• _WHAT TO WORK ON_:
Can you turn every line of the items below into a JSON list of strings, one string per line, leaving out blank lines?
** Start **
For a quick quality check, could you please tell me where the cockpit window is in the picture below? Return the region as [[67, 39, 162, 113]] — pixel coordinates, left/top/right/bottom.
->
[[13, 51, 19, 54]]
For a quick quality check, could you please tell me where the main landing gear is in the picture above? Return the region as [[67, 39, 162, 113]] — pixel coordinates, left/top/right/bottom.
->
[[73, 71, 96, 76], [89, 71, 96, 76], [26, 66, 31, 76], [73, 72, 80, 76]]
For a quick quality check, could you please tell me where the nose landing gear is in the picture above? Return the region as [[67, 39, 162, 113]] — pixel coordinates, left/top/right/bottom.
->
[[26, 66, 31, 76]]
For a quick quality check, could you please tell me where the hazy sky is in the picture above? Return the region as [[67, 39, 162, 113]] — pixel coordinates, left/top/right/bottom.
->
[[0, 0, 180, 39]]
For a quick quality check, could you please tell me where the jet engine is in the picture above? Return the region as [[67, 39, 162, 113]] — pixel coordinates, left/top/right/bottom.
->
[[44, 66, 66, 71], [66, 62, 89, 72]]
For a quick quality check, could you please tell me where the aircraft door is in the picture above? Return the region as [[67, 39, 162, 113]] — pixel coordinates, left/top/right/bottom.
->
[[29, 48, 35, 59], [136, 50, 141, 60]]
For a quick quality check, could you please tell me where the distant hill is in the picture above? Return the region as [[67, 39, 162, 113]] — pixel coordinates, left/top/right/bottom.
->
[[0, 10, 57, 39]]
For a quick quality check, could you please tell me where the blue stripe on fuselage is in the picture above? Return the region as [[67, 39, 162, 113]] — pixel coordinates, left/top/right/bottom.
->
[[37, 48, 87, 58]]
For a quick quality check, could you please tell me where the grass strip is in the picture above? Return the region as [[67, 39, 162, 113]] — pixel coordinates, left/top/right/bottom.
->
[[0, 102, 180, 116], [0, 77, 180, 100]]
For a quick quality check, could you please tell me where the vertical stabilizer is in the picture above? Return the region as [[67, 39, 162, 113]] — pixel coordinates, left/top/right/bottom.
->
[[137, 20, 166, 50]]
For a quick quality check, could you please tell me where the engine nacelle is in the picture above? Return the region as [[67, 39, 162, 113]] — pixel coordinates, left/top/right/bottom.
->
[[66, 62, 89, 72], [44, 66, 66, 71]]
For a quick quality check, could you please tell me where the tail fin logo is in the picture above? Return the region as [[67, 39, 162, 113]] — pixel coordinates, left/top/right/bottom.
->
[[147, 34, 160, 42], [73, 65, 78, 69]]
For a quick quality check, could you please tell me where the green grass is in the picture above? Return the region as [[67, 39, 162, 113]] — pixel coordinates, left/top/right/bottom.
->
** End **
• _EXERCISE RESULT_:
[
  "For a quick quality check, could you please tell me where the cockpit window is in the picture below? Return the region as [[67, 39, 162, 113]] — pixel coordinates, left/top/right/bottom.",
  "->",
  "[[13, 51, 19, 54]]",
  "For a quick quality check, could you please tell me where the main landing gear is in the picture above? Return the region as [[67, 39, 162, 113]] — pixel coordinates, left/top/right/bottom.",
  "->",
  "[[73, 71, 96, 76], [89, 71, 96, 76], [26, 66, 31, 76], [73, 72, 80, 76]]",
  "For a quick quality check, could you please tell me where the nose landing gear is in the picture above? Return the region as [[67, 39, 162, 113]] — pixel coordinates, left/top/right/bottom.",
  "->",
  "[[26, 66, 31, 76]]",
  "For a quick quality check, could you please tell me where the hazy sky is in the picture above? Return the region as [[67, 39, 162, 113]] — pixel coordinates, left/top/right/bottom.",
  "->",
  "[[0, 0, 180, 39]]",
  "For a quick quality check, could you please tell me where the jet engine is in the picture above? Return the region as [[67, 39, 162, 113]] — pixel coordinates, left/top/right/bottom.",
  "->",
  "[[44, 66, 66, 71], [66, 62, 89, 72]]",
  "For a quick quality check, could you please tell me where the aircraft door is in the picture above? Return the region as [[67, 39, 162, 113]] — pixel coordinates, left/top/right/bottom.",
  "->",
  "[[29, 48, 35, 59], [136, 50, 141, 60]]",
  "For a quick quality check, could you please tell me where the distant hill is in the picture above? Return the region as [[67, 39, 162, 113]] — pixel coordinates, left/top/right/bottom.",
  "->",
  "[[0, 10, 57, 39]]",
  "For a quick quality check, could you please tell me where the blue stripe on fuselage is in the picture above? Return the region as [[67, 39, 162, 113]] — pixel coordinates, left/top/right/bottom.",
  "->",
  "[[37, 48, 87, 58]]",
  "For a quick quality check, could you please tell me where the grass strip is in the picture above? Return the region as [[67, 39, 162, 113]] — pixel coordinates, left/top/right/bottom.",
  "->",
  "[[0, 102, 180, 116], [0, 77, 180, 100]]",
  "For a quick quality check, could you please tell me where the vertical stabilizer is in the picture above? Return the region as [[67, 39, 162, 113]] — pixel coordinates, left/top/right/bottom.",
  "->",
  "[[137, 20, 166, 50]]",
  "For a quick quality check, could you please tell me where the engine nacelle is in the picture above? Return the region as [[67, 39, 162, 113]] — pixel coordinates, left/top/right/bottom.",
  "->",
  "[[66, 62, 89, 72], [44, 66, 66, 71]]",
  "For a quick quality check, could you please tell me where the tail fin logo is in the picture above? Return the region as [[67, 39, 162, 113]] — pixel coordinates, left/top/right/bottom.",
  "->",
  "[[147, 34, 160, 42], [73, 65, 78, 69]]",
  "For a quick quality check, could you please tell me where the green grass is in the picture above? Return the region as [[67, 39, 162, 113]] — pixel coordinates, left/top/right/bottom.",
  "->"
]